## [ЗАДАНИЯ]
1) Ответьте на вопросы по отрывку о Хиосском сражении.
(a) Как назывался русский бомбардирский корабль?
(b) Сколько лет было Фёдору Орлову?
(c) До какой дистанции суда в кильватерной колонне быстрее подходят к неприятелю?
2) Замените в отрывке о Хиосском сражении «графа Орлова» на «Алексея Орлова» и перепишите кусок от слов «17–19 малых судов» до слов «десятками малых судов.».

Обе русские эскадры под командованием Спиридова и Эльфинстона приблизились к узкому проливу, отделяющему остров Хиос от малоазийского берега. Они искали неприятеля – и 5 июля (по новому стилю) обнаружили его здесь. Однако желанная встреча не обрадовала, а скорее ошеломила русских. Они рассчитывали встретить восемь военных кораблей Турции, которые ранее видели в море издалека. Но в проливе бросили якорь вдвое больше вражеских линейных кораблей, не считая множества транспортных и иных судов и судёнышек, запрудивших пролив!
Силы сторон в Хиосском сражении (Россия – Турция):
9 линейных кораблей – 16 линейных кораблей
3 фрегата – 6 фрегатов
1 бомбардирский корабль – 6 шебек (парусно-гребные суда)
17–19 малых судов – 13 галер, 32 малых судна
Около 6500 человек – Около 15 000 человек
Силы были неравны: обе эскадры под общим начальством графа Орлова насчитывали 9 линейных кораблей, 3 фрегата, бомбардирский корабль «Гром» и около двух десятков вспомогательных судов и транспортов, турки же располагали 16 линкорами, в том числе 84-пушечным «Бурдж-у-Зафер» и 60-пушечным «Родосом», 6 фрегатами, 13 галерами и четырьмя десятками малых судов.
Даже отчаянный смельчак Алексей Орлов признавался: «Я ужаснулся и был в неведении: что мне предпринять должно? Но храбрость войск, рвение всех (…) принудили меня (…) отважиться атаковать – пасть или истребить неприятеля». Мужество русских матросов и офицеров уравнивало силы сторон.
А ведь в основном это были очень молодые люди. Одному из наших героев – мичману Василию Шенину не было и двадцати лет. Да и самому Алексею Орлову ещё не исполнилось 33 лет, а его брату Фёдору было только 29 лет.
Все турецкие корабли выстроились двумя дугами в полумиле от берега, закрывая проход по проливу, и около полудня открыли огонь по русским с расстояния в полкилометра. Русские пушки пока не отвечали: суда маневрировали, чтобы сократить дистанцию и бить наверняка.
Правда, российские корабли были менее быстроходны. Зато Алексей Орлов позволил себе неслыханную вольность, которая в некотором смысле уравнивала силы. Вольность, неслыханная для профессионального моряка, состояла в умышленном отходе от Морского устава Петра Великого – «Устав морской о всём, что касается к доброму управлению в бытность флота на море», который для моряков был подобен скрижалям Моисеевым, но Орлов-то моряком не был! Зато был человеком предприимчивым до отчаяния, не боявшимся ломать шаблоны. Пётр завещал выстраивать корабли в линию и, разворачиваясь бортами к неприятелю, открывать огонь загодя, издалека. Но в кильватерной колонне, «гуськом» суда быстрее приближаются к неприятелю, на опасную, «убойную» дистанцию в 180 метров… Что ж, ничего, что нарушение петровского «Устава» должно караться расстрелом, главное – результат. В приказе, предваряющем битву, Орлов распоряжался: «По неизвестным же распоряжениям неприятельскаго флота, каким образом оной атаковать, диспозиция не предписывается, а по усмотрению впредь дана быть имеет». Проявляйте инициативу, даже если кто-то сочтёт её авантюрной: генерал-аншеф своим авторитетом прикроет вас от наказания.

## [ВЫДЕРЖКИ ИЗ СТРОК]
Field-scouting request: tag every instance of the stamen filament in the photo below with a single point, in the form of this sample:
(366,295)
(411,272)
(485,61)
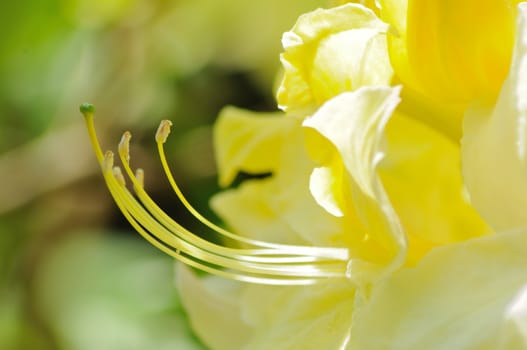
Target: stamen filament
(268,264)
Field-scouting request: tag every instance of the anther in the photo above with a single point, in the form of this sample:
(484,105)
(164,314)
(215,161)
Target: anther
(119,175)
(163,131)
(124,145)
(87,108)
(140,176)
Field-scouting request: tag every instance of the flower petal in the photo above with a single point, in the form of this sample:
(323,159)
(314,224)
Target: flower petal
(330,51)
(210,302)
(494,146)
(454,299)
(464,58)
(444,214)
(249,210)
(311,317)
(247,141)
(351,126)
(280,208)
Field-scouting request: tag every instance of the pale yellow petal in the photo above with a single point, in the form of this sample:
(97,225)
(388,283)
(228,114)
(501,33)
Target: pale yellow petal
(247,141)
(495,146)
(455,299)
(290,318)
(249,210)
(330,51)
(422,175)
(514,330)
(280,207)
(352,126)
(464,58)
(213,308)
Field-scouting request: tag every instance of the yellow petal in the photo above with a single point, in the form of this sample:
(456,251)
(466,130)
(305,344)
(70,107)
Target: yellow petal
(351,126)
(247,141)
(466,46)
(495,146)
(312,317)
(514,330)
(455,299)
(331,51)
(422,175)
(213,309)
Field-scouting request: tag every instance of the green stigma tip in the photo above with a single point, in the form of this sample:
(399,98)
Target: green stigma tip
(87,108)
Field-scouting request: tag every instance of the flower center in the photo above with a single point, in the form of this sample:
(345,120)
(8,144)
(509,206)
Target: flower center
(261,262)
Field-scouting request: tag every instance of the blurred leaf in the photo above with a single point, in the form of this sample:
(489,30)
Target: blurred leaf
(111,292)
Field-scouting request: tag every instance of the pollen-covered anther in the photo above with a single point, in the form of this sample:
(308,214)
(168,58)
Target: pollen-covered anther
(258,262)
(118,174)
(124,145)
(163,131)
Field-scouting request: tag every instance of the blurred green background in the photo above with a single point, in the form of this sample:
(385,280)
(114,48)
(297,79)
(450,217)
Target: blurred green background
(73,274)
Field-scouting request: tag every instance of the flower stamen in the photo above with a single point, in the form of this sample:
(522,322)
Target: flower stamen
(264,262)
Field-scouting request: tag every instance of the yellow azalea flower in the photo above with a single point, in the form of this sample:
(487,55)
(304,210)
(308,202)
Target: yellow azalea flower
(376,228)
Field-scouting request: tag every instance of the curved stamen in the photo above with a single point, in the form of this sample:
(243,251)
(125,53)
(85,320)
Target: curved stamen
(161,136)
(272,264)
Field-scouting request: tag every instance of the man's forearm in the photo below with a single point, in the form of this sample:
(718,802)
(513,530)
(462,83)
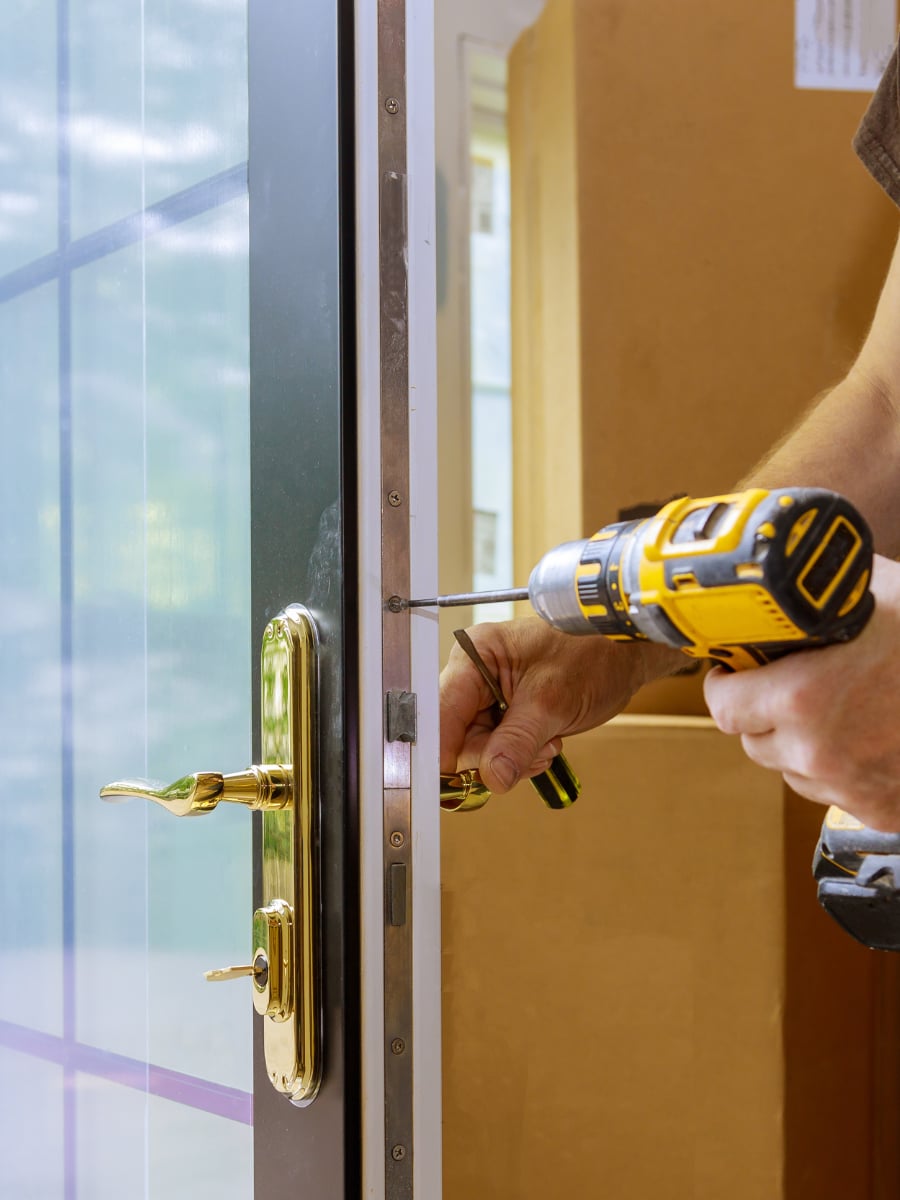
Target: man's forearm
(849,442)
(850,439)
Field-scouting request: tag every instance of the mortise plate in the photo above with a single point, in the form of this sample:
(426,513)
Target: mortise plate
(286,929)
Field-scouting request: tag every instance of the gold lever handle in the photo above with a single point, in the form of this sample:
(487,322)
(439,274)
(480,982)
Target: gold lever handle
(463,792)
(257,787)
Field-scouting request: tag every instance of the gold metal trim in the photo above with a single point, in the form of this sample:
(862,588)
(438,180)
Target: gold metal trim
(286,930)
(286,960)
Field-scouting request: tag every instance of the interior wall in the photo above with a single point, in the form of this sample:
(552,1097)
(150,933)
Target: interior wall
(730,251)
(498,24)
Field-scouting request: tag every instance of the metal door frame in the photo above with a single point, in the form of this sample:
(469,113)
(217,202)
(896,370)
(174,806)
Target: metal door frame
(378,25)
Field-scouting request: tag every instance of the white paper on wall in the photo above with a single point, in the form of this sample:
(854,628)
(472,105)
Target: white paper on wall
(843,45)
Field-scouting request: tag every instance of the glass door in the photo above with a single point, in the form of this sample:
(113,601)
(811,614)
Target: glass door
(156,511)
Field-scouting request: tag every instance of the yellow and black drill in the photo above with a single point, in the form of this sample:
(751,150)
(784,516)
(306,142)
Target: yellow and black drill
(741,580)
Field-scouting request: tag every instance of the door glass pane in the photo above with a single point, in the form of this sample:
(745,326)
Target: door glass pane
(125,641)
(28,131)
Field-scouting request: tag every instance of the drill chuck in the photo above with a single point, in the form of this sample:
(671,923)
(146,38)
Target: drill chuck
(742,579)
(551,588)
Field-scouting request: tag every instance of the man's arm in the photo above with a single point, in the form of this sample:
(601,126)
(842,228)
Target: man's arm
(850,439)
(829,720)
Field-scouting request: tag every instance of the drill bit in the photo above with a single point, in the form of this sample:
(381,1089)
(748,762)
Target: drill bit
(463,598)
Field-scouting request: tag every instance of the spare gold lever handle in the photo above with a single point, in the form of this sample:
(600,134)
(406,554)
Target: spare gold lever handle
(257,787)
(223,975)
(463,792)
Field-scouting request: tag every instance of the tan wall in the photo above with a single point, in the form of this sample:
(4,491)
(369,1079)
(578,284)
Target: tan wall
(730,251)
(642,997)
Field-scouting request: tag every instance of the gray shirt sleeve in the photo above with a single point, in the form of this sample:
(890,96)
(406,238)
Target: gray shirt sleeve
(877,139)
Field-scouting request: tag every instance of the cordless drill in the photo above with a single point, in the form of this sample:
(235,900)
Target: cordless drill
(741,580)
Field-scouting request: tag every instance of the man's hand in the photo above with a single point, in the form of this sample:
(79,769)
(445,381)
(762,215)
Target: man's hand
(553,683)
(828,719)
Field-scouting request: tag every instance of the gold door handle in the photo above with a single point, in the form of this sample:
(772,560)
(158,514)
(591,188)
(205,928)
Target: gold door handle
(286,964)
(463,792)
(257,787)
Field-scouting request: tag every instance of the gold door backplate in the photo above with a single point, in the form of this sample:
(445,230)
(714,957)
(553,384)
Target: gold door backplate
(285,965)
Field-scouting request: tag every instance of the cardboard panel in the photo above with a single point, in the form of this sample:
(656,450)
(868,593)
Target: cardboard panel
(624,999)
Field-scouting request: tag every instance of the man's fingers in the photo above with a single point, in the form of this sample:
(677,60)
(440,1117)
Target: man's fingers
(739,702)
(519,744)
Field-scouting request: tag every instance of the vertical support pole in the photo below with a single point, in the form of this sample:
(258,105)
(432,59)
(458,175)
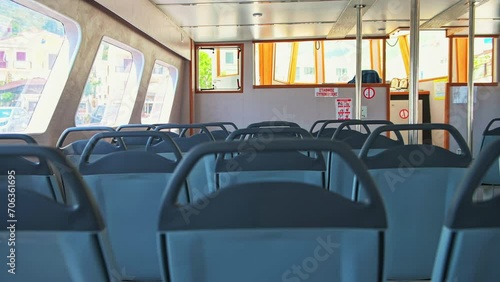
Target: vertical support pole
(414,59)
(470,80)
(359,58)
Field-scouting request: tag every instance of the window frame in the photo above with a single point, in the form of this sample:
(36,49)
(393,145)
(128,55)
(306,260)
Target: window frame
(131,87)
(59,74)
(319,58)
(240,58)
(453,64)
(174,75)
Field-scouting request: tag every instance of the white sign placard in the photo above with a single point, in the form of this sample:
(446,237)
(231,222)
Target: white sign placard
(326,92)
(344,108)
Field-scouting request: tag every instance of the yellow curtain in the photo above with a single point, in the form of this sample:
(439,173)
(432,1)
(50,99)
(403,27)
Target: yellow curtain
(461,58)
(293,63)
(266,51)
(405,52)
(375,56)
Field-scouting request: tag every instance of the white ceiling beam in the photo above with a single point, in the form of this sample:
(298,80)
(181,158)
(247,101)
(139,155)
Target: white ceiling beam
(451,14)
(348,19)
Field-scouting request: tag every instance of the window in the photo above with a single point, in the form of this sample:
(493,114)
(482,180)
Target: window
(340,60)
(30,87)
(395,63)
(282,61)
(3,62)
(21,56)
(218,68)
(484,63)
(160,95)
(483,59)
(111,89)
(305,68)
(433,54)
(313,62)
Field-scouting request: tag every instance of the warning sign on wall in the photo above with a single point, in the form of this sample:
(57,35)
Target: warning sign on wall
(326,92)
(404,114)
(369,93)
(344,108)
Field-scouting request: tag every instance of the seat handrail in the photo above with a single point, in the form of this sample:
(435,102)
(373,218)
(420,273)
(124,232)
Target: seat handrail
(84,211)
(18,136)
(171,217)
(183,129)
(69,130)
(84,159)
(363,154)
(268,131)
(463,212)
(276,123)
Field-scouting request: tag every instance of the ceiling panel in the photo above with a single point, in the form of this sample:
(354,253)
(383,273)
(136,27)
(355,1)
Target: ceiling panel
(232,20)
(398,9)
(490,9)
(266,32)
(241,14)
(483,26)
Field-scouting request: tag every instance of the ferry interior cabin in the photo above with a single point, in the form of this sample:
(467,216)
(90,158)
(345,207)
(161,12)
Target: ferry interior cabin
(249,140)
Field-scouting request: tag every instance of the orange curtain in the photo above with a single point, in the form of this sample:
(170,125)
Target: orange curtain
(293,63)
(405,52)
(375,56)
(266,51)
(461,58)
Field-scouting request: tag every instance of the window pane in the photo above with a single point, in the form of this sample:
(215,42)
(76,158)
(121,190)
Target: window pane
(219,68)
(160,95)
(394,62)
(483,59)
(27,37)
(305,71)
(228,63)
(104,97)
(282,58)
(433,54)
(340,60)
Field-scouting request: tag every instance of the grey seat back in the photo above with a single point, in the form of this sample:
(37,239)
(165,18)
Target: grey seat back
(127,186)
(341,178)
(52,241)
(469,246)
(74,150)
(271,231)
(37,176)
(491,135)
(135,142)
(417,183)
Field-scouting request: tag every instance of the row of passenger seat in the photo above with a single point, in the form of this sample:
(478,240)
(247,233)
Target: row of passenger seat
(195,215)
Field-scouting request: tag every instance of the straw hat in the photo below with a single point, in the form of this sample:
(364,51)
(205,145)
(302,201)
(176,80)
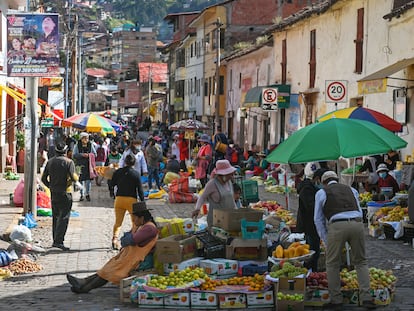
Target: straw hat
(223,167)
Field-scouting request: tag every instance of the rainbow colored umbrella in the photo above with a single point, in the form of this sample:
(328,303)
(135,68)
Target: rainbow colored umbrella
(365,114)
(107,113)
(91,122)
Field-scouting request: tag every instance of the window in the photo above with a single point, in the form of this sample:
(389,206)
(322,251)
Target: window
(284,61)
(359,41)
(221,85)
(312,59)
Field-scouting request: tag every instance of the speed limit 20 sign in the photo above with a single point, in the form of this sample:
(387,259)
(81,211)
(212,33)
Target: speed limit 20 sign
(336,91)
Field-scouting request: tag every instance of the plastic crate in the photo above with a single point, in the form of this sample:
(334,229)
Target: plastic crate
(389,231)
(250,191)
(252,229)
(212,247)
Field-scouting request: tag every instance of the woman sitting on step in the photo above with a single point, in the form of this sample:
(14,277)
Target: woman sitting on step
(136,245)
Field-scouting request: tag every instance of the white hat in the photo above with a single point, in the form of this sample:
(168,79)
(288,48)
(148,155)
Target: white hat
(311,168)
(382,168)
(327,175)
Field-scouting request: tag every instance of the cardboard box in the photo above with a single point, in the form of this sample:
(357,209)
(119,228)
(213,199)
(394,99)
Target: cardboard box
(181,299)
(204,300)
(193,263)
(151,300)
(232,301)
(382,297)
(316,297)
(297,284)
(230,219)
(264,299)
(350,297)
(219,266)
(175,248)
(290,305)
(240,249)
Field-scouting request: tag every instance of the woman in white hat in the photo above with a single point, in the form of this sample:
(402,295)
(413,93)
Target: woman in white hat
(218,191)
(204,156)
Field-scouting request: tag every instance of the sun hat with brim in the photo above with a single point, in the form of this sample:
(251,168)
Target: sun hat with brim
(140,208)
(382,168)
(327,175)
(223,167)
(61,147)
(204,138)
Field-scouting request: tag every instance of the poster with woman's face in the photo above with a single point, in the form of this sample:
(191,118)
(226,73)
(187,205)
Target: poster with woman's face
(32,45)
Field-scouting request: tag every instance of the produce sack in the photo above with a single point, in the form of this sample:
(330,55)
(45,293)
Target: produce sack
(181,197)
(5,258)
(21,233)
(179,185)
(29,221)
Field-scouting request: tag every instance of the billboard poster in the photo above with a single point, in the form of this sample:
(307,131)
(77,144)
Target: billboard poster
(32,45)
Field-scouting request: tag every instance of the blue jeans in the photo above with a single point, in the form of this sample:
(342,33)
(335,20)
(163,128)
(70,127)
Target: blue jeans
(153,172)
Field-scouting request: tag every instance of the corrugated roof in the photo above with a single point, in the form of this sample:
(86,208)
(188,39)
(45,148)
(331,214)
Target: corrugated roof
(96,72)
(158,72)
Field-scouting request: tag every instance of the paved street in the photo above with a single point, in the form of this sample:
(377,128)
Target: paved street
(89,237)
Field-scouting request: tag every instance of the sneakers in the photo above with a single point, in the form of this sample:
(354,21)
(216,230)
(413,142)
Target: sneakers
(61,246)
(368,304)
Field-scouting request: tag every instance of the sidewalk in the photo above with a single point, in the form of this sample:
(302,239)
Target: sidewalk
(89,238)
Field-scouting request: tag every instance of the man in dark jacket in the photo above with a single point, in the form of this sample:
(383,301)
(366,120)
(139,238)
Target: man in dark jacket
(58,176)
(307,190)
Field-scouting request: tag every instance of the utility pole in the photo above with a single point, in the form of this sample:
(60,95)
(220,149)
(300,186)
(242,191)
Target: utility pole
(217,78)
(30,132)
(149,91)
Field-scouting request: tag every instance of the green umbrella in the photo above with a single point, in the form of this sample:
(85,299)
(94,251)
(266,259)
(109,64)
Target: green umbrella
(335,138)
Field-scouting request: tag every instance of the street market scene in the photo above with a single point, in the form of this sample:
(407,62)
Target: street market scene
(207,161)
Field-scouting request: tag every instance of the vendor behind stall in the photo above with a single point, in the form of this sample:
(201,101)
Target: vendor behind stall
(386,180)
(218,191)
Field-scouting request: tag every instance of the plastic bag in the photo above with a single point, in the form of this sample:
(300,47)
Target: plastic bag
(21,233)
(29,221)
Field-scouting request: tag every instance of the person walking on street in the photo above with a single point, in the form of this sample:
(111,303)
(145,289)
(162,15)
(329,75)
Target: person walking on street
(338,219)
(307,190)
(128,185)
(84,154)
(218,191)
(154,157)
(136,245)
(51,143)
(204,156)
(58,175)
(140,163)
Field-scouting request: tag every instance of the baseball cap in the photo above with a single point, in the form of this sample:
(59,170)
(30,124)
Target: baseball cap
(327,175)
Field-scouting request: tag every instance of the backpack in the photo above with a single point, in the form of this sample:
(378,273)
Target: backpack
(100,154)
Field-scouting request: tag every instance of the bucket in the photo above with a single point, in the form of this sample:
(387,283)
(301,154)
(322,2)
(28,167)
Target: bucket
(248,174)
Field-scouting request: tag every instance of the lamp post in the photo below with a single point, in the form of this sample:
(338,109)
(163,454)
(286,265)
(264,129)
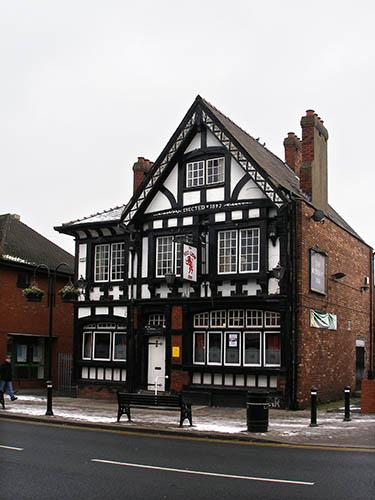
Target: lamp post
(51,304)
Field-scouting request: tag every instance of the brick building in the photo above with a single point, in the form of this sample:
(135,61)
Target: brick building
(23,324)
(227,271)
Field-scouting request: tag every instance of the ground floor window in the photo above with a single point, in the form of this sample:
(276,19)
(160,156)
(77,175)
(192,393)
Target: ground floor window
(104,345)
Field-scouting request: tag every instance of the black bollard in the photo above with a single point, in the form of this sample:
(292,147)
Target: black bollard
(313,398)
(347,404)
(49,411)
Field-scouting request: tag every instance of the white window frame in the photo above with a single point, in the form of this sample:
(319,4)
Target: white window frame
(205,348)
(222,171)
(238,311)
(108,265)
(248,325)
(257,229)
(202,320)
(218,251)
(93,345)
(113,346)
(208,348)
(223,325)
(265,348)
(225,363)
(122,261)
(83,344)
(260,348)
(270,315)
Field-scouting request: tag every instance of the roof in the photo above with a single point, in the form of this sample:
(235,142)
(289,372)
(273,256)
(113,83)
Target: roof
(21,244)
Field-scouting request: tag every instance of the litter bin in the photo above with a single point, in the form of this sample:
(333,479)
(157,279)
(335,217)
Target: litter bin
(257,411)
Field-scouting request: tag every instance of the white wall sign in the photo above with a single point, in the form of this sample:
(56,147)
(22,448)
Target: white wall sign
(189,262)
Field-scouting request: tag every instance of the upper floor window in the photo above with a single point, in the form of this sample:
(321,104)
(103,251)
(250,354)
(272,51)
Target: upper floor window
(317,271)
(109,262)
(238,251)
(169,254)
(205,172)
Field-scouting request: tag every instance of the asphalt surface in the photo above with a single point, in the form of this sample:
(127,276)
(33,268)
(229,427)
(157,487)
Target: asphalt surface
(65,463)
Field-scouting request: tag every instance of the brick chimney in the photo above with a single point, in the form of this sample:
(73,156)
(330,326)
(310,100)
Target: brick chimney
(314,178)
(293,153)
(140,168)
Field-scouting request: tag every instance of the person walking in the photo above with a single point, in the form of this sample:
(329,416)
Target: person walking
(6,378)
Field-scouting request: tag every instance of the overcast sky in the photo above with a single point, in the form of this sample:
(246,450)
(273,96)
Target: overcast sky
(87,86)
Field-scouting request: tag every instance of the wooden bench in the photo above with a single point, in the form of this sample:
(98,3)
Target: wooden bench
(128,400)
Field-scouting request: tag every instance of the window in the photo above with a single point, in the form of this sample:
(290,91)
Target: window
(119,346)
(201,320)
(243,243)
(317,271)
(87,345)
(251,349)
(272,352)
(169,254)
(249,250)
(109,262)
(214,348)
(218,319)
(232,348)
(199,353)
(227,250)
(254,318)
(199,173)
(102,346)
(236,318)
(271,319)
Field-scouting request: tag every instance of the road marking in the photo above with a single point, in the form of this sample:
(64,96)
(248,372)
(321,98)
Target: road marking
(202,473)
(10,447)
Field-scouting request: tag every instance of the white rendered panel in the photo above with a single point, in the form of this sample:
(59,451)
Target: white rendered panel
(158,203)
(192,198)
(171,181)
(82,258)
(212,140)
(144,257)
(236,174)
(250,191)
(215,194)
(195,143)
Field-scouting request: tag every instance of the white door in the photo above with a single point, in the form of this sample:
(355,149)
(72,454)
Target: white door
(156,363)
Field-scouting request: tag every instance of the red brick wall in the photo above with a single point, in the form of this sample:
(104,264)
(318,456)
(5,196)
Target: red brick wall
(368,396)
(326,358)
(19,316)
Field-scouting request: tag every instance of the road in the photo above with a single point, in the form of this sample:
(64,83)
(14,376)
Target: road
(40,462)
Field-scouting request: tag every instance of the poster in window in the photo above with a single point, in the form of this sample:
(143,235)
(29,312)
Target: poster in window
(189,262)
(317,272)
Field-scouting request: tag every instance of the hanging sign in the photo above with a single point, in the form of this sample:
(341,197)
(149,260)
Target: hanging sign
(189,262)
(323,320)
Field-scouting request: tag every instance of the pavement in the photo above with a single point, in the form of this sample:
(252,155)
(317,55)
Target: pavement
(285,427)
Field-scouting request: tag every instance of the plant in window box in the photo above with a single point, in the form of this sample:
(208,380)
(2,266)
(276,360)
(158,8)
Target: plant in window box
(69,293)
(33,293)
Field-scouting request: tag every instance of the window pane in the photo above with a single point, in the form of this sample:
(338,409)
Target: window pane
(272,341)
(87,345)
(227,249)
(215,170)
(249,250)
(214,347)
(195,174)
(102,345)
(117,257)
(119,348)
(252,348)
(232,348)
(164,255)
(199,347)
(101,262)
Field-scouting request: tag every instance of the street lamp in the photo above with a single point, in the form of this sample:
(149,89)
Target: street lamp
(51,304)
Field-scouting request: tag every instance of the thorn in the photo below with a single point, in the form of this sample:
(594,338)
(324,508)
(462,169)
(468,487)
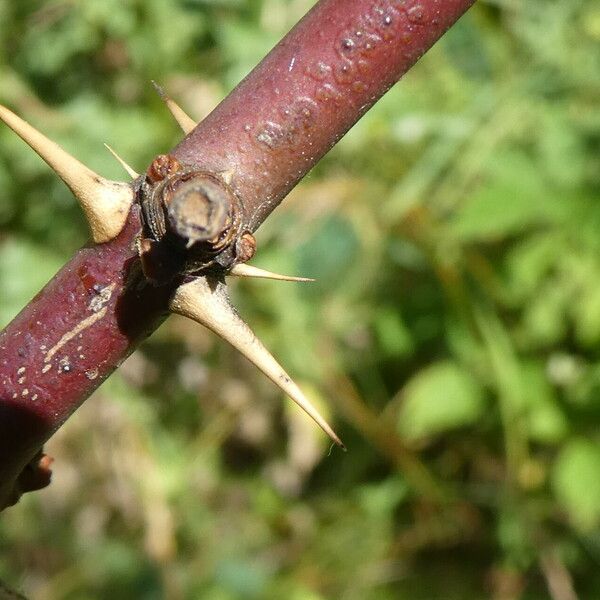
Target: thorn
(205,300)
(105,203)
(185,121)
(245,270)
(129,169)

## [ОТВЕТЫ]
1)
(a) «Гром»
(b) 29 лет
(c) До 180 метров

2)
17–19 малых судов – 13 галер, 32 малых судна
Около 6500 человек – Около 15 000 человек
Силы были неравны: обе эскадры под общим начальством Алексея Орлова насчитывали 9 линейных кораблей, 3 фрегата, бомбардирский корабль «Гром» и около двух десятков вспомогательных судов и транспортов, турки же располагали 16 линкорами, в том числе 84-пушечным «Бурдж-у-Зафер» и 60-пушечным «Родосом», 6 фрегатами, 13 галерами и четырьмя десятками малых судов.